▶ WHAT YOU SHOULD DO:
Reproduce verbatim the lines starting at the one that contains "task | indicate the sky" and ending at the last line of the items, with both of those lines included.

Entries for pointing at named objects:
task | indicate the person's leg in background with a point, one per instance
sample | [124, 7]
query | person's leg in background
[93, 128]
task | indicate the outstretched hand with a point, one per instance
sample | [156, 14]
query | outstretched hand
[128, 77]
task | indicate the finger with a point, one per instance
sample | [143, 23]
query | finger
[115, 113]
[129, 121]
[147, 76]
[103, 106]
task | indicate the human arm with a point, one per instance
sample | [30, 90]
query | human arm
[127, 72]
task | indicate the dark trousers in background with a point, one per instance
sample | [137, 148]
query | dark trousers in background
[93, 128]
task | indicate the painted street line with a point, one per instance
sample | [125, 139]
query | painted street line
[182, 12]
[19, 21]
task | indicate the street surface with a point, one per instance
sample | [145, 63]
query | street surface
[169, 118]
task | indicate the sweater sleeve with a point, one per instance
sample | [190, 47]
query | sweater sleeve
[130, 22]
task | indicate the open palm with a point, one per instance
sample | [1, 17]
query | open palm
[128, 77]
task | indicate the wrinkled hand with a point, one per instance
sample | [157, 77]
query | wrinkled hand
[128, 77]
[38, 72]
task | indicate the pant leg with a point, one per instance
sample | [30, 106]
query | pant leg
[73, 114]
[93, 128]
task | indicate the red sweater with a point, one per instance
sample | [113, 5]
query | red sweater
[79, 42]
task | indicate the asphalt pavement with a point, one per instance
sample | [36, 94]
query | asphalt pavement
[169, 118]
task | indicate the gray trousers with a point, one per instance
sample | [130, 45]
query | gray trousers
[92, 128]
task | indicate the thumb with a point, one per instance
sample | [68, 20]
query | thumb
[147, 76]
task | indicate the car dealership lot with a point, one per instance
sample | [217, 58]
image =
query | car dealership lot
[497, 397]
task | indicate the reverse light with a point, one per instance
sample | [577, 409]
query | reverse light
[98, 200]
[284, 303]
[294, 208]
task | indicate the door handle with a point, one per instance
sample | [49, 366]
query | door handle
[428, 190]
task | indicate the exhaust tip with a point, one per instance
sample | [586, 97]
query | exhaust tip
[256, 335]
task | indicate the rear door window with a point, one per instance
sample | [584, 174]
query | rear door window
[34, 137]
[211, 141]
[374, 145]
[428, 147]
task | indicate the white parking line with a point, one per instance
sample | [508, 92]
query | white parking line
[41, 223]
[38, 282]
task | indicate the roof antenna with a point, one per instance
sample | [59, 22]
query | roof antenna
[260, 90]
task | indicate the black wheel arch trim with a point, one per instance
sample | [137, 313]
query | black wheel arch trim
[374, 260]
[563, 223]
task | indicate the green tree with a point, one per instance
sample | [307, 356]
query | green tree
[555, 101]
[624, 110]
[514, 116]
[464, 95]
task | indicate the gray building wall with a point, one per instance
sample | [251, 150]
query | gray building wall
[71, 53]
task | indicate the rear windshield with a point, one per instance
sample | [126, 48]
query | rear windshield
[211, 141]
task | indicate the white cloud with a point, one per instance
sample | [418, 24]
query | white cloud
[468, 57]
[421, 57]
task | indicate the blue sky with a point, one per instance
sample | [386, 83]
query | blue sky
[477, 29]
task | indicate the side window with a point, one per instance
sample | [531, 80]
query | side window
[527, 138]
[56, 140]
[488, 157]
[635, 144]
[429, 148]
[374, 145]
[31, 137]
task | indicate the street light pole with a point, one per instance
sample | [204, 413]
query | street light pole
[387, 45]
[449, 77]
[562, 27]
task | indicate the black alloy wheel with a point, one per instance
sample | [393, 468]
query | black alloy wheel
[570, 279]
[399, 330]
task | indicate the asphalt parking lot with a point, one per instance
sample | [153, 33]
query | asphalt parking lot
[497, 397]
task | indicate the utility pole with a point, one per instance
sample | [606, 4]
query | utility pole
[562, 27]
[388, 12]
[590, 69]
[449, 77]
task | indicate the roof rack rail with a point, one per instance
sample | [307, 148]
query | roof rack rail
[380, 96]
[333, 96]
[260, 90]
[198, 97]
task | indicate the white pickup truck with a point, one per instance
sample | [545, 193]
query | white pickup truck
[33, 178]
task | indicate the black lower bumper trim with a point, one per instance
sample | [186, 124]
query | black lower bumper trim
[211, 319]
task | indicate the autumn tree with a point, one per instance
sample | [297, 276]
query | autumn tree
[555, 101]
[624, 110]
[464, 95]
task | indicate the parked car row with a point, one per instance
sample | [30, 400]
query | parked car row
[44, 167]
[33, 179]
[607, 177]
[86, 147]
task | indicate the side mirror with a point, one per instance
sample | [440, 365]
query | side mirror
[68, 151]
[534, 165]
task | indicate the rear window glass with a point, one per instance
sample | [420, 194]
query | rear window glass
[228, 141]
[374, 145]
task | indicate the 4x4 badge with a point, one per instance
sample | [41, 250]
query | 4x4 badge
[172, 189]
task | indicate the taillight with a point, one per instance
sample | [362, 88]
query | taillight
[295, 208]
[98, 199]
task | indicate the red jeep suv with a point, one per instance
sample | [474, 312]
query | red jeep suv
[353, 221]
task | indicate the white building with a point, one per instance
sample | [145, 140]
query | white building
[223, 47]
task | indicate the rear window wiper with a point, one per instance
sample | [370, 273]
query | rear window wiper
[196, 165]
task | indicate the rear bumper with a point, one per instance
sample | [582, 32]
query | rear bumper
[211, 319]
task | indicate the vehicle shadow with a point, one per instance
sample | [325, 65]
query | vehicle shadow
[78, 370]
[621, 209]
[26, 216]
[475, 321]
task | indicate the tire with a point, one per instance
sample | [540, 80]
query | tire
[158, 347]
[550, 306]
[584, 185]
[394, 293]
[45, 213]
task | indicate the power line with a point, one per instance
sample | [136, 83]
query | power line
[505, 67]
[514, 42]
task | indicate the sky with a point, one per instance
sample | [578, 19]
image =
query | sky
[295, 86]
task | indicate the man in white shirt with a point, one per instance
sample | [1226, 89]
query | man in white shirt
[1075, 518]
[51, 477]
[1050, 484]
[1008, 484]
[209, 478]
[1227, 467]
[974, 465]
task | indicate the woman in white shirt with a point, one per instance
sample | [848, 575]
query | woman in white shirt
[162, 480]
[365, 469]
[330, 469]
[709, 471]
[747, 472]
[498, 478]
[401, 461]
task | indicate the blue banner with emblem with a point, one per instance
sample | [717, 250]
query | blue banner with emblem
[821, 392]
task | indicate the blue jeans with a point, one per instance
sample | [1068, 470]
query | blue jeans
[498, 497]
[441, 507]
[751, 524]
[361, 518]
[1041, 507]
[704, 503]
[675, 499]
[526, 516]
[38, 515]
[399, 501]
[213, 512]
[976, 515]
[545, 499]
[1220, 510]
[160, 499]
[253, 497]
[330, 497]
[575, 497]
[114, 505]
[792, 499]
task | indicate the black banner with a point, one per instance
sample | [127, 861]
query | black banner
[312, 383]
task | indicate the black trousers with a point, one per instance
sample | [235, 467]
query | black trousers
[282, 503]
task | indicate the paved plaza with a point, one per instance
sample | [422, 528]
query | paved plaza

▶ RESPONSE TO THE EXERCISE:
task | indicate the sky with a point, one per instance
sample | [578, 19]
image =
query | sky
[295, 86]
task | indicate the man in white shirt with a point, one per instance
sample | [1226, 89]
query | man in white shirt
[1075, 518]
[51, 477]
[1050, 484]
[1008, 484]
[209, 478]
[1227, 467]
[974, 465]
task | indicate the woman in white shirt with a point, one per instance
sample | [848, 575]
query | woman in white shirt
[162, 480]
[365, 469]
[330, 469]
[709, 471]
[747, 472]
[498, 478]
[401, 461]
task | indicate the blue banner with emblem with a point, one per instance
sample | [717, 250]
query | blue banner with emblem
[821, 392]
task | indicate the blue jeans with a point, one per instance
sample | [1068, 470]
query | blue jeans
[498, 497]
[441, 507]
[751, 524]
[361, 518]
[1041, 507]
[704, 503]
[675, 499]
[526, 516]
[38, 515]
[399, 501]
[213, 512]
[976, 515]
[545, 499]
[1220, 510]
[160, 499]
[253, 497]
[330, 497]
[575, 497]
[114, 505]
[792, 499]
task | indicate the black banner with a point, one per instance
sample | [127, 861]
query | black banner
[312, 383]
task | indicate the black trousers with a point, one per instance
sample | [235, 467]
query | black trousers
[282, 503]
task | indicate the paved plaza with a point, one per instance
sample | [422, 528]
query | paved plaza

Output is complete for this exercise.